Goal ▸
Reproduce every one of the rows below character for character, with no changes.
# start of Record excerpts
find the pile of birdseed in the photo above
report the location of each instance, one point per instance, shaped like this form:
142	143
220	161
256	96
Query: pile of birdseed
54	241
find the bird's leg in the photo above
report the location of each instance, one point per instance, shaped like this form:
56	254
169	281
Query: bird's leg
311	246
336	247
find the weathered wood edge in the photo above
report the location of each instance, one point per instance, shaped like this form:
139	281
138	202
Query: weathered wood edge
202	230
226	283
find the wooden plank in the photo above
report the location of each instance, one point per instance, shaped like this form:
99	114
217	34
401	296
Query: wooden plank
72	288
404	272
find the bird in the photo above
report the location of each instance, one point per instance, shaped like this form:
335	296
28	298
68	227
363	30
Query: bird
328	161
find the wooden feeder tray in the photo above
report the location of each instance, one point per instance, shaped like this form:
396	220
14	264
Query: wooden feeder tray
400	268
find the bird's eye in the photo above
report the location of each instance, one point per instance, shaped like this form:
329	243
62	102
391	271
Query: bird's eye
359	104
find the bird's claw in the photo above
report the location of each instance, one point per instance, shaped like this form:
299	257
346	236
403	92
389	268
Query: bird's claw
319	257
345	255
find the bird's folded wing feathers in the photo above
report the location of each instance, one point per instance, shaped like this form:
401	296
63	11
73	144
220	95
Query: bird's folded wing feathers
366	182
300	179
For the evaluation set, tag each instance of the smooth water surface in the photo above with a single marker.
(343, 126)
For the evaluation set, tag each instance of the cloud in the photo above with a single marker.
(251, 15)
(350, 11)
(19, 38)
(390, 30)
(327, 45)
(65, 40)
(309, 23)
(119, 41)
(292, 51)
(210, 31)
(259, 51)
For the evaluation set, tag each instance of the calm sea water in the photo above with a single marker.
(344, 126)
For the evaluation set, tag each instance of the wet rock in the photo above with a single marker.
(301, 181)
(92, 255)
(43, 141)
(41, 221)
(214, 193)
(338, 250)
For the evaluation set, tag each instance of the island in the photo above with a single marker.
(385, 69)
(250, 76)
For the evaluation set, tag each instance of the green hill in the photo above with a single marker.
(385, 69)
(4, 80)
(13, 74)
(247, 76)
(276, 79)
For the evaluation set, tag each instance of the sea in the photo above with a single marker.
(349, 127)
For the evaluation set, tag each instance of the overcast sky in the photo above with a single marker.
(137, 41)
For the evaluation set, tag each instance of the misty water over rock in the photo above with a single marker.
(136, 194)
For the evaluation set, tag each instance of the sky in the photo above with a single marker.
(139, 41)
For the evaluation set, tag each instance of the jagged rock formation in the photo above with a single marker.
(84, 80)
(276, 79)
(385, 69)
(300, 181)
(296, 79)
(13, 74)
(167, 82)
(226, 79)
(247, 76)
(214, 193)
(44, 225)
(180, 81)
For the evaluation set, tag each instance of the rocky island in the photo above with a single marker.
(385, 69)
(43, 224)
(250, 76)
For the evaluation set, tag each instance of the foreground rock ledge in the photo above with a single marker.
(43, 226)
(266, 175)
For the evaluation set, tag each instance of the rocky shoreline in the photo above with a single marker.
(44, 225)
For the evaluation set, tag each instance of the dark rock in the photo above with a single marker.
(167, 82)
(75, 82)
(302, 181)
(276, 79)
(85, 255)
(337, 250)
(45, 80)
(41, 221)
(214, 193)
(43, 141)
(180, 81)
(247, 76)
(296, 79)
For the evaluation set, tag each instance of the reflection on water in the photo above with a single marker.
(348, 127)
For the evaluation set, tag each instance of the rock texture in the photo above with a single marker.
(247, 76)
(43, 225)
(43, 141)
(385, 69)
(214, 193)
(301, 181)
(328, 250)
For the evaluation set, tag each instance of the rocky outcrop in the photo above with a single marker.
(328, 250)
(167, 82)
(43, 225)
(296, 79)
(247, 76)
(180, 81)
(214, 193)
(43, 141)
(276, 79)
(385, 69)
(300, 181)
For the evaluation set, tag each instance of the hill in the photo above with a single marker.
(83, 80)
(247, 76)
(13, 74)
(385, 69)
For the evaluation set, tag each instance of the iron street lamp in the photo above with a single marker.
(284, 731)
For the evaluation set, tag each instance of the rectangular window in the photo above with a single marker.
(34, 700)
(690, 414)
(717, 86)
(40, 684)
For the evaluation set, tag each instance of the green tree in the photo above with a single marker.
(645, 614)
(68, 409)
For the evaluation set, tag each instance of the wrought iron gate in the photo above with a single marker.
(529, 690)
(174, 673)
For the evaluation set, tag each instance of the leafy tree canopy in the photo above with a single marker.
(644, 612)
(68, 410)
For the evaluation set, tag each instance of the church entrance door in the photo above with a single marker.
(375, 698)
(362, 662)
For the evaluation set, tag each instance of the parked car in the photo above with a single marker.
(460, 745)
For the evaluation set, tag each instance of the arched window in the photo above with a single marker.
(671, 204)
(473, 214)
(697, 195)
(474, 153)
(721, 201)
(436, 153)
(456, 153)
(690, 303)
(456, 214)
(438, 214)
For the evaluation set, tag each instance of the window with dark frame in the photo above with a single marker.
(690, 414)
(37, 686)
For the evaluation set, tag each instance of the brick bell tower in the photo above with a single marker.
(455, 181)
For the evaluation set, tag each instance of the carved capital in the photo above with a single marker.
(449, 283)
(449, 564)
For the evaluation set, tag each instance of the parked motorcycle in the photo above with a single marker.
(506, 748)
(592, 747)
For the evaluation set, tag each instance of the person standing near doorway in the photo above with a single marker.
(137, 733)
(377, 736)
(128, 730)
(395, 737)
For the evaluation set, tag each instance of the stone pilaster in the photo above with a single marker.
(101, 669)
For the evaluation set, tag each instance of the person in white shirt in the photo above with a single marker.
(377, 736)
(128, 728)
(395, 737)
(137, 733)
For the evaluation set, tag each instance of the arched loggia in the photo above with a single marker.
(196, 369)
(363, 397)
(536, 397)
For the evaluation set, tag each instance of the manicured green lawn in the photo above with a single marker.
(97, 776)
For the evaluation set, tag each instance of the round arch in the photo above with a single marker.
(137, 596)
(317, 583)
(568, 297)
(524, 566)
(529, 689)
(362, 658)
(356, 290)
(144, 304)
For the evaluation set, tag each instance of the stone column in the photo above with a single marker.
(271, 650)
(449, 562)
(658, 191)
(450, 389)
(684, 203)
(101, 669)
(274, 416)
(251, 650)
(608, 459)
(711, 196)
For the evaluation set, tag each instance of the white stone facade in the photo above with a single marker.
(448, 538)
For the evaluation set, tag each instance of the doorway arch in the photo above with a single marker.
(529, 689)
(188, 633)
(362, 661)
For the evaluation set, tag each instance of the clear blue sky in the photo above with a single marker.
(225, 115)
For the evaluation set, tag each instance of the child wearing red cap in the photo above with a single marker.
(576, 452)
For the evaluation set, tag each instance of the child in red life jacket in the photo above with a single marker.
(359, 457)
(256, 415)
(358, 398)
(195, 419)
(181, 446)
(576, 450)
# end of Record excerpts
Completed exercise ▸
find the pile of birdseed in the photo above
report the location of each instance, one point per instance, shaped like this form:
142	143
220	161
256	96
Query: pile of birdseed
54	241
find the bird's leg in the photo above
report the location of each instance, one point per instance, shaped like this form:
56	254
169	281
Query: bird's leg
311	246
336	247
find the weathered wood edge in the photo above
report the location of each instance, one point per instance, shaped like this form:
139	281
138	202
Query: weathered wood edge
202	230
226	283
find the wooden plank in the photo above
report the location of each instance, one point per instance, shaped like this form:
99	114
217	34
401	296
Query: wooden plank
72	288
404	272
find the bird in the photo above
report the location of each instance, one point per instance, shaped like this form:
335	296
28	298
68	227
363	30
Query: bird
328	161
find the wooden feeder tray in the photo above
report the location of each instance, one point per instance, shaped like this form:
396	220
14	264
Query: wooden feeder tray
400	268
find the bird's eye in the photo above
report the location of each instance, one point per instance, shaped like this form:
329	243
62	102
391	271
Query: bird's eye
359	104
find the bird's claw in the photo above
report the location of each instance, one point per instance, shaped like this form:
299	257
346	236
403	92
389	268
Query: bird's claw
319	257
345	255
find the bird's folded wing feathers in the photo above
report the location of each instance, one point per instance, shaped like this form:
401	296
63	11
73	144
220	95
Query: bird's folded wing feathers
366	182
300	179
For the evaluation set, tag each instance of the smooth water surface in the photo above with a single marker.
(343, 126)
For the evaluation set, tag each instance of the cloud in the photo above with a single marker.
(251, 15)
(350, 11)
(19, 38)
(390, 30)
(327, 45)
(65, 40)
(309, 23)
(119, 41)
(292, 51)
(210, 31)
(259, 51)
For the evaluation set, tag each instance of the calm sea water in the photo above with a single marker.
(344, 126)
For the evaluation set, tag each instance of the wet rock in the photo above with a single marker.
(301, 181)
(92, 255)
(43, 141)
(41, 221)
(214, 193)
(338, 250)
For the evaluation set, tag each instance of the island in the photo above with a single marker.
(385, 69)
(250, 76)
For the evaluation set, tag each instance of the green hill in the photo above with a single marker.
(385, 69)
(4, 80)
(13, 74)
(247, 76)
(276, 79)
For the evaluation set, tag each instance of the sea in the photo above with a single marker.
(349, 127)
For the evaluation set, tag each instance of the overcast sky in the photo above with a single marker.
(137, 41)
For the evaluation set, tag each instance of the misty water over rock in the photo above with a single marker.
(136, 194)
For the evaluation set, tag each instance of the sky in the photo above with a single marker.
(139, 41)
For the evaluation set, tag each instance of the jagged rock formation in the photo above with a single marker.
(84, 80)
(276, 79)
(385, 69)
(300, 181)
(296, 79)
(13, 74)
(167, 82)
(226, 79)
(247, 76)
(214, 193)
(44, 225)
(180, 81)
For the evaluation set, tag each instance of the rocky island in the photo above with a single marker.
(385, 69)
(43, 224)
(250, 76)
For the evaluation set, tag each instance of the foreground rock ledge in the photo above with a single marker.
(43, 226)
(266, 175)
For the evaluation set, tag each instance of the rocky shoreline in the photo above with a single marker.
(44, 225)
For the evaluation set, tag each instance of the dark rock in the photo above with a single marker.
(167, 82)
(75, 82)
(302, 181)
(276, 79)
(85, 255)
(337, 250)
(45, 80)
(41, 221)
(214, 193)
(43, 141)
(180, 81)
(247, 76)
(296, 79)
For the evaluation set, tag each instance of the reflection on water in the photo above with a single marker.
(348, 127)
For the evaluation set, tag each instance of the rock texture in the photo above with a single marker.
(247, 76)
(43, 225)
(43, 141)
(385, 69)
(214, 193)
(301, 181)
(328, 250)
For the evaluation set, tag each instance of the rocky outcrop in the photo above with a single marker.
(328, 250)
(167, 82)
(43, 225)
(296, 79)
(247, 76)
(180, 81)
(214, 193)
(43, 141)
(276, 79)
(385, 69)
(300, 181)
For the evaluation set, tag each instance of the hill in the photo above with a single marker.
(83, 80)
(247, 76)
(13, 74)
(385, 69)
For the evaluation set, tag each instance of the iron street lamp in the photo above with a single marker.
(284, 731)
For the evaluation set, tag each instance of the rectangular window in the photo above with a single marker.
(34, 700)
(690, 414)
(717, 86)
(40, 684)
For the evaluation set, tag each instance of the green tree in the photo above with a single marker.
(645, 614)
(68, 409)
For the evaluation set, tag each instance of the wrought iron gate in the photo above with a single marker.
(529, 690)
(174, 673)
For the evaluation set, tag each instance of the leafy tree canopy in the photo above with a single marker.
(644, 612)
(68, 410)
For the evaluation set, tag each instance of the church entrance door in the photo above with a single marker.
(375, 698)
(362, 662)
For the evaluation set, tag each instance of the parked car in the photo above with a single marker.
(460, 745)
For the evaluation set, tag each instance of the arched window in the photo above with a single marker.
(671, 204)
(473, 214)
(697, 195)
(474, 153)
(721, 201)
(436, 153)
(456, 153)
(690, 303)
(456, 214)
(438, 214)
For the evaluation set, tag each instance of the window with dark frame in the photo above with a single marker.
(690, 414)
(37, 686)
For the evaluation set, tag each instance of the brick bell tower in the photo above with a single marker.
(455, 181)
For the evaluation set, tag each instance of the carved capital in the photo above with a single marker.
(449, 283)
(449, 564)
For the evaluation set, tag each instance of the parked motorcycle in the photo above with a single marker.
(506, 748)
(592, 747)
For the evaluation set, tag each instance of the person standing near doorway in the photo above with a single marker.
(137, 733)
(377, 736)
(128, 730)
(395, 737)
For the evaluation set, tag each instance of the stone pilaster in the photo above with a single marker.
(101, 669)
For the evaluation set, tag each instance of the person in white shirt in the photo above with a single marker.
(377, 736)
(128, 728)
(395, 737)
(137, 733)
For the evaluation set, tag each instance of the arched loggia in the photo above with a single marker.
(196, 369)
(363, 397)
(536, 397)
For the evaluation set, tag each instance of the manicured green lawn in the photo above with a single marker.
(97, 776)
For the evaluation set, tag each instance of the round arch in the photo above with a single marker.
(137, 596)
(317, 583)
(568, 297)
(524, 566)
(529, 689)
(362, 658)
(356, 290)
(144, 304)
For the evaluation set, tag each instance of the stone column in the photo above with a single marker.
(271, 650)
(449, 562)
(658, 191)
(450, 389)
(684, 203)
(101, 669)
(274, 416)
(251, 650)
(608, 459)
(711, 196)
For the evaluation set, tag each instance of the white stone facade in the photo above with a single marker.
(448, 538)
For the evaluation set, tag each instance of the doorway arch in the photo above with a single marker.
(529, 689)
(188, 633)
(362, 661)
For the evaluation set, tag each instance of the clear blue sky in the photo above with a single marker.
(225, 115)
For the evaluation set, tag each instance of the child wearing red cap in the photo above with a single marker.
(576, 452)
For the evaluation set, tag each instance of the child in red life jacket in the photo above with a single marker.
(359, 457)
(256, 415)
(358, 398)
(195, 419)
(181, 446)
(576, 450)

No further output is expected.